▶ YOUR OBJECTIVE
Please reproduce exactly the line that contains "like [7, 45]." and every line after it through the end of the records below, adding nothing else.
- - -
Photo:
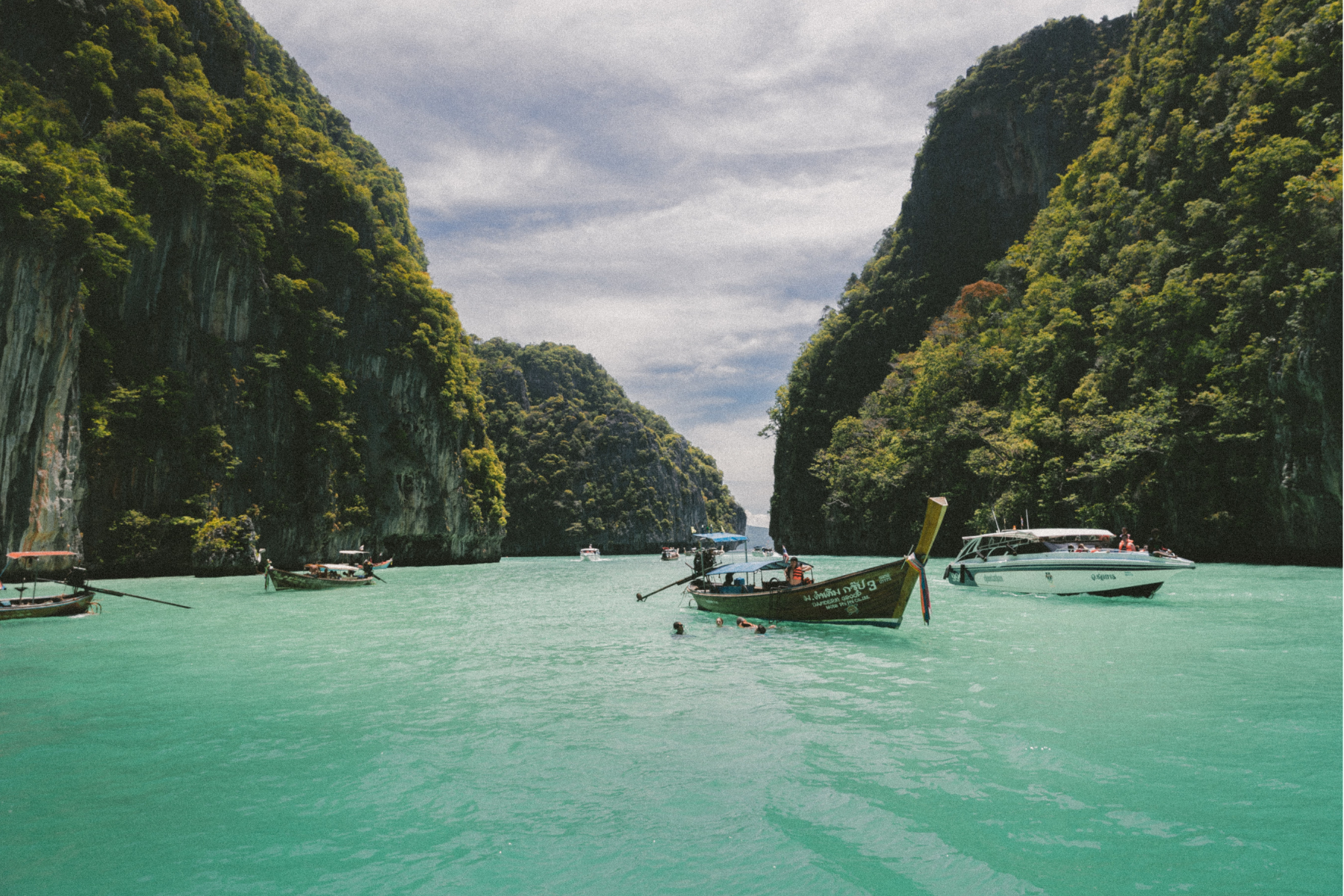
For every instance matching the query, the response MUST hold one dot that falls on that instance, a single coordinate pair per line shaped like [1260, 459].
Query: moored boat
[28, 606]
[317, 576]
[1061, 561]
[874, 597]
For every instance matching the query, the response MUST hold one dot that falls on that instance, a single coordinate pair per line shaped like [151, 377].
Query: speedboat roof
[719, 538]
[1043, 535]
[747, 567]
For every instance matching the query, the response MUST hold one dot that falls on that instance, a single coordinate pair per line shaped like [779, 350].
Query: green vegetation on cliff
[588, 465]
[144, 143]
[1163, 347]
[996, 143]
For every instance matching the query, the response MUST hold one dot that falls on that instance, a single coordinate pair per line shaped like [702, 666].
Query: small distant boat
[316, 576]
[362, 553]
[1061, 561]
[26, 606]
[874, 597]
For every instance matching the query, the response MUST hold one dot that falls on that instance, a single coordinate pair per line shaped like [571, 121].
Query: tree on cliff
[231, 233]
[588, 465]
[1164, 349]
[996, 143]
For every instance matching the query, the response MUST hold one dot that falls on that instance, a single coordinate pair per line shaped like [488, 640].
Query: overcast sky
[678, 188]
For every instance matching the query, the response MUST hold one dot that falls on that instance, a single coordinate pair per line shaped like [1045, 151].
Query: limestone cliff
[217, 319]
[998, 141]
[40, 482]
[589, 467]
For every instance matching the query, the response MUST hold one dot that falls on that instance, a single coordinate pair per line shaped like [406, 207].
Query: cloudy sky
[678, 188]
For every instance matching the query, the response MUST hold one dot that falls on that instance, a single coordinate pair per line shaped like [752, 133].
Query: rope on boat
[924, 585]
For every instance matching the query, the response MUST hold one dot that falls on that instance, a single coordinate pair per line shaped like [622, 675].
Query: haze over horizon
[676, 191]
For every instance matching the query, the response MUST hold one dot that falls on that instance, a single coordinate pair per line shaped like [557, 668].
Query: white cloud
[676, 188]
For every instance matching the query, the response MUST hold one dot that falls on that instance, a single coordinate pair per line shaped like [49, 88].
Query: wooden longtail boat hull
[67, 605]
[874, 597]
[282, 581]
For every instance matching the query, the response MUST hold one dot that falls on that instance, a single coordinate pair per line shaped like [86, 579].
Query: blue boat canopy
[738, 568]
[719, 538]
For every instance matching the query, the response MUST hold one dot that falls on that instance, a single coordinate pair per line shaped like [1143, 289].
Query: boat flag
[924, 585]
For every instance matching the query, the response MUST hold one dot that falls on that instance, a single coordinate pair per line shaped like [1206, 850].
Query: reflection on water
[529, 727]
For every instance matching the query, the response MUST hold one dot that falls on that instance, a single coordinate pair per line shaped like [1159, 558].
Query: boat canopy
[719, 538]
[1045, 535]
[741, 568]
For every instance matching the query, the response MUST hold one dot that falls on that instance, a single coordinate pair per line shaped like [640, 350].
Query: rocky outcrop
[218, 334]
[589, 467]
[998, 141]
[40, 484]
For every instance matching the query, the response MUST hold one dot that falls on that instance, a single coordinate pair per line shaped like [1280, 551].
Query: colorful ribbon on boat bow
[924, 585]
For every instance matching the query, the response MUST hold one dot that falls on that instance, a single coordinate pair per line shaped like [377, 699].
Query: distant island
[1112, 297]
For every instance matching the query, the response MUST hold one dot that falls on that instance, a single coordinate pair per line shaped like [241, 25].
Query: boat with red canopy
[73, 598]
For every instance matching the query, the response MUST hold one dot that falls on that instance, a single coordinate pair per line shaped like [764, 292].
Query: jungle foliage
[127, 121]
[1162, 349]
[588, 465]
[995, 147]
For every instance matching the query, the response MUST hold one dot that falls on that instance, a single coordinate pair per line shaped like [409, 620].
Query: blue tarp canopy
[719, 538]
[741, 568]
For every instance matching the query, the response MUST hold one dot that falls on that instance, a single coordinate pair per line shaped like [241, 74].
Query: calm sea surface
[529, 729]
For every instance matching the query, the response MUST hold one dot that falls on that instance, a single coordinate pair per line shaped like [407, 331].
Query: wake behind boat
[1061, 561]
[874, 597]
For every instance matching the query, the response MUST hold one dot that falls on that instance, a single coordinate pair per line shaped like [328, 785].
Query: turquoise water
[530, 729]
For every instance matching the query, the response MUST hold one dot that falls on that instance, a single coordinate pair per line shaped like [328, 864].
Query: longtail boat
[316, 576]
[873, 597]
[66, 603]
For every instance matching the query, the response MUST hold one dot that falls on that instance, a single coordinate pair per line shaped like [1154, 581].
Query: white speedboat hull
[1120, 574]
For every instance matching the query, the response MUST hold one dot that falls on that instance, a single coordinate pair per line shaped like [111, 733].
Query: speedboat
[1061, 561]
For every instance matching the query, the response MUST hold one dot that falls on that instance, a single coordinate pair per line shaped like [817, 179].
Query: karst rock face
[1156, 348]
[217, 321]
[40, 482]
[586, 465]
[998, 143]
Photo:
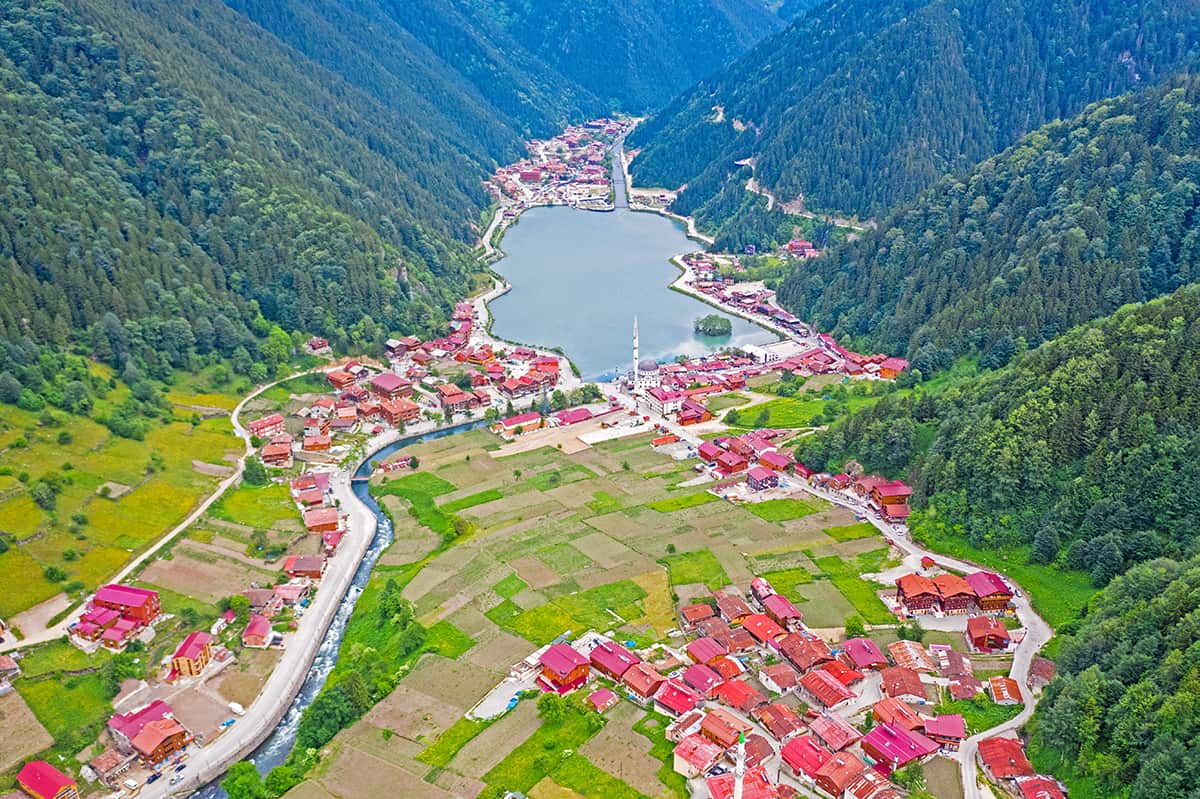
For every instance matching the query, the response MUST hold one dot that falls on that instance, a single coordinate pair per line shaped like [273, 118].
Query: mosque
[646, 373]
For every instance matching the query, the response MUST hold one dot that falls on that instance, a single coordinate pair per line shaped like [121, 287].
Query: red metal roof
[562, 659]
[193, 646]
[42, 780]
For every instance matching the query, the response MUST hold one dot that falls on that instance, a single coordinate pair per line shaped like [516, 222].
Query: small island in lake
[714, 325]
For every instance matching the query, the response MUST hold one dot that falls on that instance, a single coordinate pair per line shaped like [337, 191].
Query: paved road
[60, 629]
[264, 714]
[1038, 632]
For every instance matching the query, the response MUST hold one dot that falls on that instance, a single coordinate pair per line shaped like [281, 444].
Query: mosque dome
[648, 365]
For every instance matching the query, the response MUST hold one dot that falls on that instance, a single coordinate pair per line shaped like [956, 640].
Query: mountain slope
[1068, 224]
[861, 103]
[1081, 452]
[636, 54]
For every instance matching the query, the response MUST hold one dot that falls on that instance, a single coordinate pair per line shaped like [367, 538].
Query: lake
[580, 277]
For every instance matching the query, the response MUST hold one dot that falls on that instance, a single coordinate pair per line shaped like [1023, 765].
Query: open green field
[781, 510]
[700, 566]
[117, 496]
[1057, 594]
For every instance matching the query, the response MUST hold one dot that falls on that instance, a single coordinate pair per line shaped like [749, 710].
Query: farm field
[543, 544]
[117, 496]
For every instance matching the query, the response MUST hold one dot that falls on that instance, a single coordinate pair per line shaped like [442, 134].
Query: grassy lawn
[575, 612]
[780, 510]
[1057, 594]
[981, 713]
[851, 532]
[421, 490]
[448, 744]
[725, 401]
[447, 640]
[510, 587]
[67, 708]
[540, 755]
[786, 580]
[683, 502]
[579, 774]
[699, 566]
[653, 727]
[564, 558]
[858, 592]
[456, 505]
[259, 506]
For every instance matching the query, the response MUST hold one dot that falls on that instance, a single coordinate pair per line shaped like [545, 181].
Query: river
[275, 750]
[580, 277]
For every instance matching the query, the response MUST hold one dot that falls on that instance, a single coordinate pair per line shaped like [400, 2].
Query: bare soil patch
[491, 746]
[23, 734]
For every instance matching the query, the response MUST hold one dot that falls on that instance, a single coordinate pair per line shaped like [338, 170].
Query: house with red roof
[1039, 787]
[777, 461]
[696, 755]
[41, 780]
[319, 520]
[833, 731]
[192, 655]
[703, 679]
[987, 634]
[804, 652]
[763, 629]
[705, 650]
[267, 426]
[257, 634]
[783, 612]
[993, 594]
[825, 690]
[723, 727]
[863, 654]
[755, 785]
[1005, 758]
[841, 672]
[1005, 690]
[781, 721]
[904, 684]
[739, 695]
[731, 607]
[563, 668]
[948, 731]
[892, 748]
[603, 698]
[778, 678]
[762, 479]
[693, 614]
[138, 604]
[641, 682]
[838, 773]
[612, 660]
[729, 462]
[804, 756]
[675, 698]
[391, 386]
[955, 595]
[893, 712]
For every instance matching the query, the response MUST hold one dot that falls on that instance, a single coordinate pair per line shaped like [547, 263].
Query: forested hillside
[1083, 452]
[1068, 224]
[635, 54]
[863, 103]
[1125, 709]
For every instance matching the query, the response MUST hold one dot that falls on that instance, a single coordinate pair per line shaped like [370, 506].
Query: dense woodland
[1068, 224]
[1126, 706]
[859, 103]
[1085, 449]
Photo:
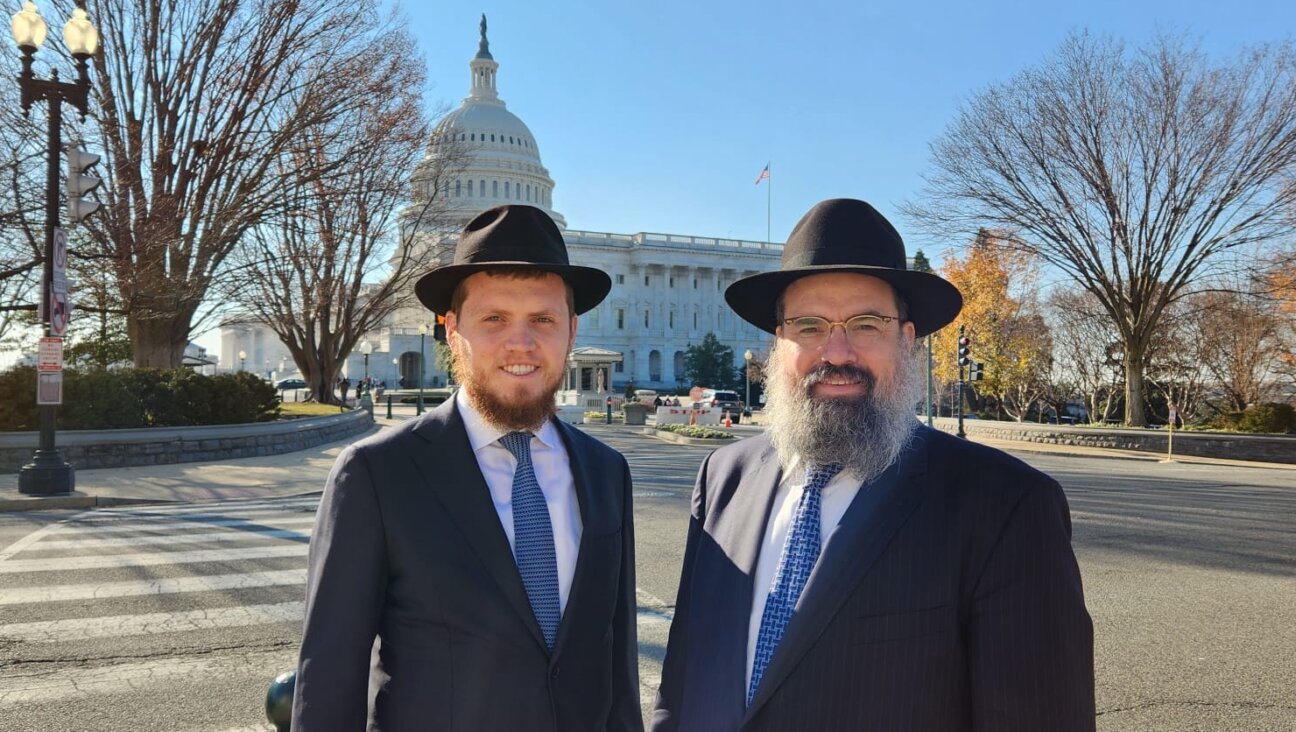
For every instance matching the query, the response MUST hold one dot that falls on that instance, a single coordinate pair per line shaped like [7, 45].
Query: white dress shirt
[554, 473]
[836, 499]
- - -
▶ SOLVED PROBLEM
For every instance matching the query, the response MUST hold one dot that falls on that instance, a single coordinate pair per line shaped like [7, 45].
Query: white dress shirt
[554, 473]
[836, 499]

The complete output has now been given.